[START]
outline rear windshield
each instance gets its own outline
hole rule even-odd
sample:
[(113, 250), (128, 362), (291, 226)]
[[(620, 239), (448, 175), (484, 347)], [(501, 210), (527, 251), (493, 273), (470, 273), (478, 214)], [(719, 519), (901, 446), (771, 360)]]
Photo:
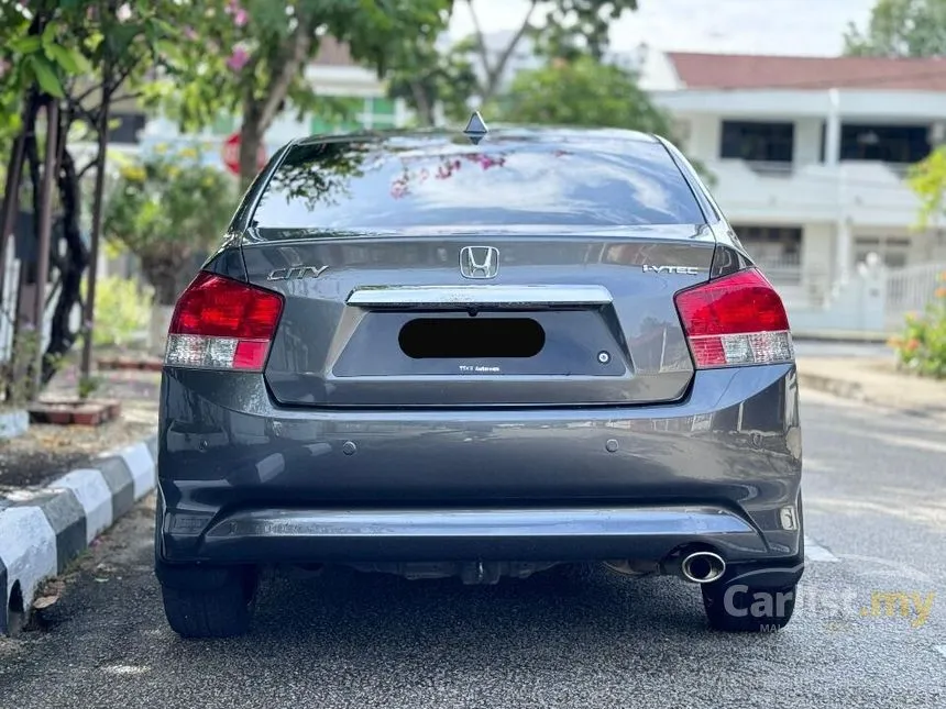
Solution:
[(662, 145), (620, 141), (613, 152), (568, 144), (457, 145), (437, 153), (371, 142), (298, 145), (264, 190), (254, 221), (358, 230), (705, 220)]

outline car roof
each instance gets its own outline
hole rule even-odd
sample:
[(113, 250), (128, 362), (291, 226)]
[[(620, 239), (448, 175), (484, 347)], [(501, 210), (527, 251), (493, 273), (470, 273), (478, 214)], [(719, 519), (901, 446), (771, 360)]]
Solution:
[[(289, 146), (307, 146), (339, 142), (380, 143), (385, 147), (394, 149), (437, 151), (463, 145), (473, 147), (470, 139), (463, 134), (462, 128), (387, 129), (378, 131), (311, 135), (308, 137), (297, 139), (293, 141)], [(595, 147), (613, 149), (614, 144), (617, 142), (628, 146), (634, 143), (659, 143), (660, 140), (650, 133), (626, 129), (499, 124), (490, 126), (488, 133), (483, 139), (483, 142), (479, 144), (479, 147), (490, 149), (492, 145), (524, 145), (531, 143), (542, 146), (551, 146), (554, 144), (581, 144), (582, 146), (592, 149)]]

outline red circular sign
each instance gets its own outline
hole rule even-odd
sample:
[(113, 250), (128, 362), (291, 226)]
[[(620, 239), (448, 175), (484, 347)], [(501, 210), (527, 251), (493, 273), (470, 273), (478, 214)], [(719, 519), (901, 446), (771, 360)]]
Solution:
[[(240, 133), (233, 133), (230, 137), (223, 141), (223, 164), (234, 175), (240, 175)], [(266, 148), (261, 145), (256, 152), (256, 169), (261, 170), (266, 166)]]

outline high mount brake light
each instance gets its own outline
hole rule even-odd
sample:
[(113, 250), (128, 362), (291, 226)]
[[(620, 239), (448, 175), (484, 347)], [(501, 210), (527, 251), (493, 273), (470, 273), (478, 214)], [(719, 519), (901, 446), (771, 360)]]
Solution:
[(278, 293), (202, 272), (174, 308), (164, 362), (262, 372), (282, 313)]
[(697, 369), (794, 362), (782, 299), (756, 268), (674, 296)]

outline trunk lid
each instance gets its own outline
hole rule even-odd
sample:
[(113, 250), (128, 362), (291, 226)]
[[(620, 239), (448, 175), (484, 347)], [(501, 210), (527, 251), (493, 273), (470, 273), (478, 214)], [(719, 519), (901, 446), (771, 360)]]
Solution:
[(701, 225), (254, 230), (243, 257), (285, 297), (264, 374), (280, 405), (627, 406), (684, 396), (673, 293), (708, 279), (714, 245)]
[END]
■ TASK BRIEF
Update all of the records above by replacing "hole rule" with "fill rule" wherever it occurs, leaving everything else unchanged. Omit the pictures from your answer.

■ EXERCISE OUTPUT
outline rear windshield
each instance gets its own outline
fill rule even-odd
sample:
[(113, 250), (128, 362), (291, 226)]
[[(620, 239), (448, 175), (484, 347)], [(501, 210), (527, 251), (493, 273), (470, 273), (478, 214)], [(719, 519), (901, 446), (771, 360)]]
Photo:
Solution:
[(662, 145), (620, 141), (613, 152), (568, 144), (457, 145), (437, 153), (371, 142), (298, 145), (264, 190), (254, 221), (358, 230), (705, 220)]

outline car roof
each instance gets its own outline
fill rule even-odd
sample:
[(113, 250), (128, 362), (291, 226)]
[[(620, 239), (448, 175), (484, 347)], [(501, 210), (527, 251), (493, 273), (470, 273), (478, 214)], [(719, 519), (901, 446), (771, 360)]]
Solution:
[[(289, 146), (307, 146), (339, 142), (380, 143), (385, 147), (394, 149), (437, 151), (463, 145), (473, 147), (470, 139), (463, 134), (462, 128), (387, 129), (378, 131), (311, 135), (308, 137), (297, 139), (293, 141)], [(595, 147), (613, 149), (614, 144), (617, 142), (628, 146), (634, 143), (659, 143), (660, 140), (650, 133), (626, 129), (499, 124), (490, 126), (488, 133), (483, 139), (483, 142), (479, 144), (479, 147), (490, 149), (492, 145), (524, 145), (531, 143), (542, 146), (551, 146), (554, 144), (581, 144), (582, 146), (592, 149)]]

outline red circular sign
each instance gets its own outline
fill rule even-odd
sample:
[(113, 250), (128, 362), (291, 226)]
[[(620, 239), (448, 175), (484, 347)], [(501, 210), (527, 251), (493, 273), (470, 273), (478, 214)], [(719, 519), (901, 446), (771, 360)]]
Solution:
[[(240, 133), (233, 133), (230, 137), (223, 141), (223, 164), (234, 175), (240, 175)], [(266, 148), (261, 145), (256, 152), (256, 169), (261, 170), (266, 166)]]

outline high mount brake light
each instance gets its own outline
fill rule even-odd
sample:
[(113, 250), (128, 362), (291, 226)]
[[(620, 239), (448, 175), (484, 347)], [(501, 210), (527, 251), (493, 273), (470, 273), (478, 214)], [(719, 519), (901, 446), (771, 360)]]
Solution:
[(278, 293), (202, 272), (174, 308), (164, 362), (262, 372), (282, 313)]
[(697, 369), (794, 362), (782, 299), (756, 268), (674, 296)]

outline trunk lid
each instance gets its own outline
fill rule even-odd
sample:
[(113, 250), (128, 362), (291, 226)]
[[(620, 239), (448, 175), (484, 347)], [(501, 210), (527, 251), (493, 273), (470, 273), (478, 214)], [(719, 519), (901, 446), (771, 360)]]
Solution:
[(701, 225), (254, 230), (243, 257), (285, 297), (264, 374), (280, 405), (627, 406), (684, 396), (673, 293), (708, 279), (714, 245)]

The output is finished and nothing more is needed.